--- START ---

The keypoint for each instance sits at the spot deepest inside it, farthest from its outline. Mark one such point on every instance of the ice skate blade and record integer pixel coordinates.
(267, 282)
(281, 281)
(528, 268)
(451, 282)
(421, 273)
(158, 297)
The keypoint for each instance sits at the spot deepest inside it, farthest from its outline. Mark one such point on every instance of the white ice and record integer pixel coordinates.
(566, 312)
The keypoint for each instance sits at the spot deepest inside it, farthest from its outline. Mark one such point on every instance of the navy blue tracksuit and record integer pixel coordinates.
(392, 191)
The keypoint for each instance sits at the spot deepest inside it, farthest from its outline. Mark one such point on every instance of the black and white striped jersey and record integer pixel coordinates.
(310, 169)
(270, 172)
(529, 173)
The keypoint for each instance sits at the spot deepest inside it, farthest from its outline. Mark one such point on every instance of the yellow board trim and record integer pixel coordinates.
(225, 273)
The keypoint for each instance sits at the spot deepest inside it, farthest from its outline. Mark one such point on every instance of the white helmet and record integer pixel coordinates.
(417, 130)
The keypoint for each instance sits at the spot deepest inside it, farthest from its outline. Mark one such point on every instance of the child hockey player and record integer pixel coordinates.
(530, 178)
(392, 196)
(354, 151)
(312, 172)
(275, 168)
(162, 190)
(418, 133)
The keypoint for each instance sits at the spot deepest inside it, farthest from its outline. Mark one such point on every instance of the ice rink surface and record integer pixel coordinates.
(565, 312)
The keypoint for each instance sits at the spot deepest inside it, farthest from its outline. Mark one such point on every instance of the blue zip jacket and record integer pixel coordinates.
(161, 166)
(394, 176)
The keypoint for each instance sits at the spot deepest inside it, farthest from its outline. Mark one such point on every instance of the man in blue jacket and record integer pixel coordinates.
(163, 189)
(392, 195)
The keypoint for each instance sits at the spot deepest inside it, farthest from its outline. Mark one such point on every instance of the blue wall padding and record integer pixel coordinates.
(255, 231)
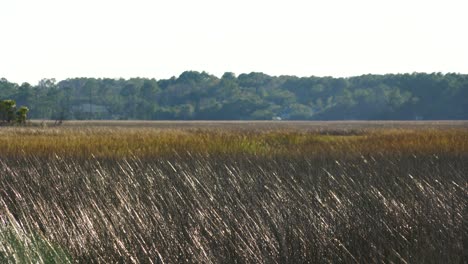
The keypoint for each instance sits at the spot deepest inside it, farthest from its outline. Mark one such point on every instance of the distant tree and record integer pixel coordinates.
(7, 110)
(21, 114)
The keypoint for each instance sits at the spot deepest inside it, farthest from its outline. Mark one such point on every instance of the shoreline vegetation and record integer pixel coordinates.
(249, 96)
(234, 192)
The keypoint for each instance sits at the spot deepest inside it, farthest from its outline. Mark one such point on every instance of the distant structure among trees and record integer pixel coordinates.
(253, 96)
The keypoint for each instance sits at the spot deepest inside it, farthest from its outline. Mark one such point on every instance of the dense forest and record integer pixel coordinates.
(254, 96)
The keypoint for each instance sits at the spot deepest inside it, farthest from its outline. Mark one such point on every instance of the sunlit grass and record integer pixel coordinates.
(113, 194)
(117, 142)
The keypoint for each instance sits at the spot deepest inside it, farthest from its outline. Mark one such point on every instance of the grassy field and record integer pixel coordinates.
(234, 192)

--- END ---

▶ What to produce:
Could you write out every entry above word for word, leaving out the pictures?

▶ Solution for this exercise:
The keypoint for each instance sits at the spot deepest inside it, farthest from its outline. Mark one such point on every instance of the ice skate blade and record integer pixel coordinates.
(267, 282)
(281, 281)
(528, 268)
(451, 282)
(421, 273)
(158, 297)
The keypoint for each instance sits at the spot deepest inside it, farthest from its outline. Mark one such point on every instance of the white ice and record integer pixel coordinates.
(566, 312)
The keypoint for each instance sits at the spot deepest inside it, farthest from its outline. Mark one such point on every instance of the navy blue tracksuit and record integer pixel coordinates.
(392, 191)
The keypoint for each instance sits at the spot deepest inside it, farthest from its outline. Mark one such point on every instance of the black and white striped jersey and record integer pixel coordinates.
(310, 169)
(270, 172)
(529, 173)
The keypoint for each instance sits at the spot deepest inside it, farthest from its outline. Mark one such point on every instance of the yellow board trim and record integer pixel coordinates.
(225, 273)
The keypoint for each instance sits at the spot deepest inside it, farthest from its outline. Mark one such point on every instance of the white helmet and record integer pixel coordinates.
(417, 130)
The keypoint for each instance sits at the spot deepest inside it, farthest from its outline. Mark one such point on every instance of the child hockey player and record integer pixel coordinates.
(530, 178)
(392, 196)
(354, 151)
(312, 172)
(275, 168)
(162, 190)
(418, 133)
The keypoint for each instance sits at the spot deepest inside it, farthest from its outline. Mark one such point on every instance of the ice rink surface and record integer pixel coordinates.
(565, 312)
The keypoint for each instance sits at the spot deepest inside it, farthest from its outline. Mark one such point on every instance of the blue zip jacket and record integer pixel coordinates.
(161, 166)
(394, 176)
The keypoint for each instance sits at the spot deepest inside it, farthest from its outline. Mark one such point on every instance of the man in blue jacket and record integer pixel coordinates.
(163, 189)
(392, 195)
The keypoint for each instance sits at the spot deepest inside it, farthest from its outline. Mark one such point on every instance of the blue wall padding and record integer pixel coordinates.
(255, 231)
The keypoint for each instance sits at the spot deepest inside it, farthest from its outline. Mark one such point on every instance of the distant tree and record integer pixel coordinates.
(7, 110)
(21, 114)
The keypoint for each instance sits at the spot deepest inside it, farthest from its outline. Mark one such point on every instance of the shoreline vegetation and record integer pixel coordinates.
(249, 96)
(234, 192)
The keypoint for each instance sits at the spot deepest inside it, farthest from its outline. Mark one such point on every instance of the distant structure among trees and record integer pixel coordinates.
(253, 96)
The keypoint for each instance sits at the spot deepest inside it, farthest from its outline. Mark one such point on every instance of the dense forest and record integer pixel coordinates.
(254, 96)
The keypoint for each instance sits at the spot deepest inside it, farthest from its outline. Mark one such point on every instance of the sunlit grass and record integer pixel coordinates.
(113, 194)
(117, 142)
The keypoint for each instance sits at the spot deepest inside it, farthest from its outline. Mark one such point on every instance of the grassy field and record integer pixel coordinates.
(234, 192)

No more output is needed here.